::: Records shown

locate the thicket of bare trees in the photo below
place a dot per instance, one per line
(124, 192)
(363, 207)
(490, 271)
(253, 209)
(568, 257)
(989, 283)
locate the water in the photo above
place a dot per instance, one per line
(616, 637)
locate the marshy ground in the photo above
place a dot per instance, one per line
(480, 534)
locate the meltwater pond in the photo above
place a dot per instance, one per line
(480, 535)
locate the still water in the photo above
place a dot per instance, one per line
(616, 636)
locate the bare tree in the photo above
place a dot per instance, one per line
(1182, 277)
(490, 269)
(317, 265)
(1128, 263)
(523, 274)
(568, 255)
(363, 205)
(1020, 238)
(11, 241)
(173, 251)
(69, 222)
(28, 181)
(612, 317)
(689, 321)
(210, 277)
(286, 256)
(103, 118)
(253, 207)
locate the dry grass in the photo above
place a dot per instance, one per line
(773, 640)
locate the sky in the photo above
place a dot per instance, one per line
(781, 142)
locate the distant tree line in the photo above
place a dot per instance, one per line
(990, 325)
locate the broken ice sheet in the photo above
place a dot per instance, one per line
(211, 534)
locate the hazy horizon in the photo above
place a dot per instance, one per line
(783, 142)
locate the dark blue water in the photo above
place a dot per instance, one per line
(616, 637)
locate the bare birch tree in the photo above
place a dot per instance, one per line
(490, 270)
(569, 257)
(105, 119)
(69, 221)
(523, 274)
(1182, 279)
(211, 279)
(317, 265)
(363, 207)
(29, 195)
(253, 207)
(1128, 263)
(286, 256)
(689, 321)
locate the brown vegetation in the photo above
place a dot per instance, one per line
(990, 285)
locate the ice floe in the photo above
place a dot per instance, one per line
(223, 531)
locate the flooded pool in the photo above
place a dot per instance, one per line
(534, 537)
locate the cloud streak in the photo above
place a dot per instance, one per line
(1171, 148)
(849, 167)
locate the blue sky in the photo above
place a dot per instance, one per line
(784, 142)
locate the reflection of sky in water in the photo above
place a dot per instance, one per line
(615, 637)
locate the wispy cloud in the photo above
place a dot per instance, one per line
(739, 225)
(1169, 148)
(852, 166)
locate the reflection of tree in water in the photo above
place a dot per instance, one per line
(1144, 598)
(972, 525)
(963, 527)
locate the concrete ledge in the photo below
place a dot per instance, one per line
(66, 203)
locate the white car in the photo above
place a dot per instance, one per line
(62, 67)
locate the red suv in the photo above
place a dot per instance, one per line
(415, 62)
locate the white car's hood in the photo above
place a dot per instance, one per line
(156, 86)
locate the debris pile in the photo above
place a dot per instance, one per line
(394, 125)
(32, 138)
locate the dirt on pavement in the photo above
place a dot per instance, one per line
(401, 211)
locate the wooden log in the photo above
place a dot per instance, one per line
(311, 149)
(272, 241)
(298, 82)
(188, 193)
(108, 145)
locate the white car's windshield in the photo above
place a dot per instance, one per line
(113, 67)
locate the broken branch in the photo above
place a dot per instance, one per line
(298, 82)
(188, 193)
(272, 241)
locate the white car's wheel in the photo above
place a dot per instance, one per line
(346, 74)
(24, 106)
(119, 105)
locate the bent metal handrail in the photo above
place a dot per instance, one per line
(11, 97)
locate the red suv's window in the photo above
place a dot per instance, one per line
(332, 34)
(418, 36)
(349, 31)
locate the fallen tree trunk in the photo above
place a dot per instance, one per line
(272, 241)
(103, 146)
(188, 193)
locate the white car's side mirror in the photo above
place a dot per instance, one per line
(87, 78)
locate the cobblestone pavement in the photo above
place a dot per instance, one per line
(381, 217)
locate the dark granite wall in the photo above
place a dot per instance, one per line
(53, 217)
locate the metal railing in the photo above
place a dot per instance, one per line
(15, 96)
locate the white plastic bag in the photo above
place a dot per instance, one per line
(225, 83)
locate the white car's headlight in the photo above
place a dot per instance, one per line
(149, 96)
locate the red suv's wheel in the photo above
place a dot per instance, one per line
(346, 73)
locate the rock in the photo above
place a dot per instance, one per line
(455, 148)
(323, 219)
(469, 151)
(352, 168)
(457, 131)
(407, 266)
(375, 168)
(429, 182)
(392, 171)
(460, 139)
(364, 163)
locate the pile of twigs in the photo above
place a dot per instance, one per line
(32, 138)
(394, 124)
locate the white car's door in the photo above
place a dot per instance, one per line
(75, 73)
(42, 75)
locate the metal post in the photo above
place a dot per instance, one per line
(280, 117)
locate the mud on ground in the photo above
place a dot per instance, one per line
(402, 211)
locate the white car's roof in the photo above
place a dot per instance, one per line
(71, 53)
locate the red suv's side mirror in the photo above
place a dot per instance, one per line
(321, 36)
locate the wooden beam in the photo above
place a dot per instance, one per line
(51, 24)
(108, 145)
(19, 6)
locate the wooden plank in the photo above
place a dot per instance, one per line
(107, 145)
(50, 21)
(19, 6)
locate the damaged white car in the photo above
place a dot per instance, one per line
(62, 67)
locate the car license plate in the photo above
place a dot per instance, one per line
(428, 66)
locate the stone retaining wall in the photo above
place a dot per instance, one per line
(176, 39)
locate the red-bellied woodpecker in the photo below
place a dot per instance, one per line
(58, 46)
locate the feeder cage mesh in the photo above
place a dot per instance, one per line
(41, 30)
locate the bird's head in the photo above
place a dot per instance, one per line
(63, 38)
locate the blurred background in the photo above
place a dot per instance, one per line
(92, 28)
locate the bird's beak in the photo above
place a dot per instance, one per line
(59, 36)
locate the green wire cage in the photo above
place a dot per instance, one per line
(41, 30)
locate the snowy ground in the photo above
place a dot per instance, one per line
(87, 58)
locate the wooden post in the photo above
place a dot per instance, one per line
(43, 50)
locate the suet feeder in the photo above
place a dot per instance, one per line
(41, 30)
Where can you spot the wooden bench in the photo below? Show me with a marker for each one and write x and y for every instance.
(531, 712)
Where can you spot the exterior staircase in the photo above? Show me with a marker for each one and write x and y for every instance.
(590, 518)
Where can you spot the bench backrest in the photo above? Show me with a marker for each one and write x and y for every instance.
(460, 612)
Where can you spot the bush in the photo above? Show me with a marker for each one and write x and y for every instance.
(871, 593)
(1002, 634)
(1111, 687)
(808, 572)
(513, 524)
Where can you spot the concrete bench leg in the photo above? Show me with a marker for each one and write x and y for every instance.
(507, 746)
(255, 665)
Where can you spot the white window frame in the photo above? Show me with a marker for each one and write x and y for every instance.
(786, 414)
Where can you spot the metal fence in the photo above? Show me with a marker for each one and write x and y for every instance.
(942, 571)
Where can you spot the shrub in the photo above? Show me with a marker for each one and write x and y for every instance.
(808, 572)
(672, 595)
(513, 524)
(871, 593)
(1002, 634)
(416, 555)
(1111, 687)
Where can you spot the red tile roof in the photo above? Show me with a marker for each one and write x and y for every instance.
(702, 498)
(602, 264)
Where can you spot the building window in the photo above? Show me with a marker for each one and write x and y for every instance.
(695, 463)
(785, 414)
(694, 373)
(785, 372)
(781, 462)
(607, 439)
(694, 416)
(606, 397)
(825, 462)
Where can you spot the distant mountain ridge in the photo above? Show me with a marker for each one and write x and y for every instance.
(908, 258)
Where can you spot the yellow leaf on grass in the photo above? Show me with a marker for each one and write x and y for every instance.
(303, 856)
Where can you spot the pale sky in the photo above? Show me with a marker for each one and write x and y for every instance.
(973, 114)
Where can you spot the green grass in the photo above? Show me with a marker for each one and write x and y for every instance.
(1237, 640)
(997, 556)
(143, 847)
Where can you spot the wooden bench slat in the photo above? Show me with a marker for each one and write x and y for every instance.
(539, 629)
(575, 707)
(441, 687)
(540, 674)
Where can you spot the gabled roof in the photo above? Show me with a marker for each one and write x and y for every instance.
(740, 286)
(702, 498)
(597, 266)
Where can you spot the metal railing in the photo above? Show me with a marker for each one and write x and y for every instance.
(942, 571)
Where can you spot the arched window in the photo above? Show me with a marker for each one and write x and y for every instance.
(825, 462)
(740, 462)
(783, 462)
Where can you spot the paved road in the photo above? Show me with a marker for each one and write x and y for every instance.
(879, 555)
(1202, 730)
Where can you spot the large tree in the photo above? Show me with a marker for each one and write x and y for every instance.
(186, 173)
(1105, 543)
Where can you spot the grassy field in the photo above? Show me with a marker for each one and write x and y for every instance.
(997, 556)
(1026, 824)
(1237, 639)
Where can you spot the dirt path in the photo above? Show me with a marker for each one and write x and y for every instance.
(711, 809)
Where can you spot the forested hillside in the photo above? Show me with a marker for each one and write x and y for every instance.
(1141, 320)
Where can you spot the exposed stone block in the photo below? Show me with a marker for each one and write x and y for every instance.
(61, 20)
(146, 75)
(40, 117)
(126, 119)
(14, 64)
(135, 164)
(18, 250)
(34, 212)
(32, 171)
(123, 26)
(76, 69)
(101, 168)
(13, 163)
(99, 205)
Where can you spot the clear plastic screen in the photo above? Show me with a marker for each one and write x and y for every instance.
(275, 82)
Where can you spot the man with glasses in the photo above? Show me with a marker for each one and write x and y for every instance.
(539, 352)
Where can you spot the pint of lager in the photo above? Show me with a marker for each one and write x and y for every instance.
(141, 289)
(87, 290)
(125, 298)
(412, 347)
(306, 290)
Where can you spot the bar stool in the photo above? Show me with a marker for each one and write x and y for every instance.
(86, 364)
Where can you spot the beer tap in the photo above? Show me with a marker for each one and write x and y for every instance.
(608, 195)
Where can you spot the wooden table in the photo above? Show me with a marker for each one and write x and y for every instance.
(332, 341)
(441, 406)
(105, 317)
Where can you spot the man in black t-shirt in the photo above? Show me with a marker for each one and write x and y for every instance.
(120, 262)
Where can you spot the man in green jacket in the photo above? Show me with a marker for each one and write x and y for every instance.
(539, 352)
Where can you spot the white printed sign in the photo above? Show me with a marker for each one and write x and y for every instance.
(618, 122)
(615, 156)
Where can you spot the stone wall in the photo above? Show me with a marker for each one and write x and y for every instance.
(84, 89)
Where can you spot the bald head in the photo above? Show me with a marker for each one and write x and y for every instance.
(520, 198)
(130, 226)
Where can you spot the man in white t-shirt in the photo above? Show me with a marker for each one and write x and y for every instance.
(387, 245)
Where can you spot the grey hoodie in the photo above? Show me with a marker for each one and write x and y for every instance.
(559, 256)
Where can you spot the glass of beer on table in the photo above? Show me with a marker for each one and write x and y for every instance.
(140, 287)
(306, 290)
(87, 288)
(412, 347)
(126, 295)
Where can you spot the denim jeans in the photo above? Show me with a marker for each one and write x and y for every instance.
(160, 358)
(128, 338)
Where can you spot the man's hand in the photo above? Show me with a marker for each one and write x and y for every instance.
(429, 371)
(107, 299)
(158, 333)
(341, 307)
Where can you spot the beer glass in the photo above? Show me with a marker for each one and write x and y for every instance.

::::::

Directions for this task
Locate "Where can you spot the grey" in the data above. Then repeat, exactly, its line and each line after it through the last, adding nothing.

Completed task
Where can you spot the grey hoodie in the photo above? Show me with a marker for each one and write x and y for every instance.
(559, 256)
Where can you spot the glass of beer on table in the photo above? Show me with a marker for each one and write x and y for every instance.
(140, 287)
(306, 290)
(87, 288)
(412, 347)
(126, 295)
Where can you spot the denim jeans in the photo above? Show me with a marker for each one and write x and y for every instance.
(160, 358)
(128, 338)
Where can you spot the man's hand in the photo above? Show me with a marker for each one and write x and y for every instance.
(429, 371)
(107, 299)
(158, 333)
(341, 307)
Where can you spot the beer glass in the photo above? Show me with a marker for each one and write x and y for every instance.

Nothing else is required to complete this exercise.